> Material to process
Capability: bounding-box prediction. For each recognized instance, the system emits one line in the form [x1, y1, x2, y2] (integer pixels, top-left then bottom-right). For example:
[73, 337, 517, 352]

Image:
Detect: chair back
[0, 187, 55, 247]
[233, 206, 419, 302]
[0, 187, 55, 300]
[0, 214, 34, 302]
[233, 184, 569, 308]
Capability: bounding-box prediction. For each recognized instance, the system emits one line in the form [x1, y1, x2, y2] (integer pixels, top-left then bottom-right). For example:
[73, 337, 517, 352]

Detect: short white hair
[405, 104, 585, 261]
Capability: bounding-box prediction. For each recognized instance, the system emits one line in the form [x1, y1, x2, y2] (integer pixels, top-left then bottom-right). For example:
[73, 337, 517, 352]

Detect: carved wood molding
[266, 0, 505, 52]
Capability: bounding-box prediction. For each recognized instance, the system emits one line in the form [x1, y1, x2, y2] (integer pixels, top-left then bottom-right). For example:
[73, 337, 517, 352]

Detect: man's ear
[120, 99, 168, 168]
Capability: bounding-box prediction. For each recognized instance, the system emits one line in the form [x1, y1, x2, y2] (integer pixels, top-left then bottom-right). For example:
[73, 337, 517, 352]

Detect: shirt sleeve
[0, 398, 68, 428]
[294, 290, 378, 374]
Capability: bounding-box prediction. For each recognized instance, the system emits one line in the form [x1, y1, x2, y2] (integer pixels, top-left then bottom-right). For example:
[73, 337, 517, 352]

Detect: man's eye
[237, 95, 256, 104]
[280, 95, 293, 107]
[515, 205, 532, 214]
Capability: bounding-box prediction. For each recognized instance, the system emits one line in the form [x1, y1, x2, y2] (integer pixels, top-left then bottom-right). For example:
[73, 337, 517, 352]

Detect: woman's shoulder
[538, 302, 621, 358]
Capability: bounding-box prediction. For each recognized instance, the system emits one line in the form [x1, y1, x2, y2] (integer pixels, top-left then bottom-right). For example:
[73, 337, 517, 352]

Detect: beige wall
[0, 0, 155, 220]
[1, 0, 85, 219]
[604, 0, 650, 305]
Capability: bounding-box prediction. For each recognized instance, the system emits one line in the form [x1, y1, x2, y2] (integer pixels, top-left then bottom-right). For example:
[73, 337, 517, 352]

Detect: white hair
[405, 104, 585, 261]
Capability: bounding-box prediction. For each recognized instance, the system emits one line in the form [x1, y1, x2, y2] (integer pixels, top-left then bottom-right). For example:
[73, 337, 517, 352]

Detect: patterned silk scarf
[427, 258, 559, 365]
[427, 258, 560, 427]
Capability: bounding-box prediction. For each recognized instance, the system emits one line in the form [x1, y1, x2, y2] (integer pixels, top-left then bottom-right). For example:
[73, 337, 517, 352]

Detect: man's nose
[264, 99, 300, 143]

> Work required
Your task is to extract all of the records exactly.

> Task response
Capability: bounding-box prediction. For each recognized instance, the system emits one line in the form [x1, y1, x2, y2] (integer pixels, top-left then bottom-right). For example:
[73, 337, 517, 352]

Image:
Detect: chair back
[0, 187, 55, 247]
[233, 206, 419, 302]
[0, 187, 55, 300]
[0, 214, 34, 302]
[233, 184, 569, 308]
Capability: bounding-box prediction. For each recognized instance, the system emits one line in the form [x1, y1, x2, y2] (integer pixels, top-left then bottom-right). For example:
[73, 337, 517, 352]

Detect: short white hair
[405, 104, 585, 261]
Capability: bounding-box prediction. For each recognized instance, the system emits one line in the form [x1, y1, x2, y2] (integer pixels, top-left then bottom-right). For example:
[73, 337, 517, 352]

Detect: carved wood molding
[266, 0, 505, 52]
Capability: bounding-box prediction. For each recognized instance, the system emits one line in the form [x1, y1, x2, y2] (integer pixels, top-left then bottom-right). For example:
[73, 337, 517, 352]

Detect: man's ear
[120, 99, 168, 168]
Capability: bounding-box prediction. For each recognized instance, the system emits one line in the form [x1, y1, x2, y2] (integer pixels, top-left then bottom-right). For example:
[73, 337, 517, 352]

Detect: shirt sleeve
[0, 398, 68, 428]
[294, 290, 378, 374]
Capability: bounding-box prediction. For each recognized instance, the system emits one line in the form [x1, y1, x2, y2] (integer pixels, top-left then bottom-right). For example:
[73, 337, 517, 352]

Detect: man's eye
[237, 95, 256, 104]
[280, 95, 293, 107]
[515, 205, 532, 214]
Capability: bounding-box prediction. For each recognized instance, the system emits one line in the form [x1, y1, x2, y2] (integer pixels, top-left then bottom-right). For example:
[73, 337, 517, 352]

Detect: woman's shoulder
[538, 302, 621, 358]
Capability: bounding-box prediction. For each recognized instance, the system emits one line in the form [x1, y1, x2, y2] (integer pixels, top-left then bottom-right). For example:
[73, 337, 517, 352]

Detect: beige wall
[0, 0, 155, 220]
[1, 0, 85, 219]
[604, 0, 650, 305]
Capability: bounding-box prediction. For each recognized instance, the system emits one line in the form [x1, y1, x2, y2] (integer pixels, top-left then bottom-right). For example:
[73, 337, 517, 352]

Detect: white hair
[405, 104, 585, 261]
Capability: bounding-box prediction. For each recognized instance, the system emits one line in the form [x1, y1, x2, y2] (integer pixels, top-left then bottom-right). For example:
[73, 337, 517, 352]

Detect: patterned silk scarf
[427, 258, 559, 365]
[427, 258, 560, 427]
Capability: bounding-box prediction. For each recognized instance, the system emits one line in the form [x1, y1, x2, y2] (integer pixels, top-left then bottom-right). For example:
[73, 337, 517, 352]

Detect: man's nose
[264, 99, 300, 143]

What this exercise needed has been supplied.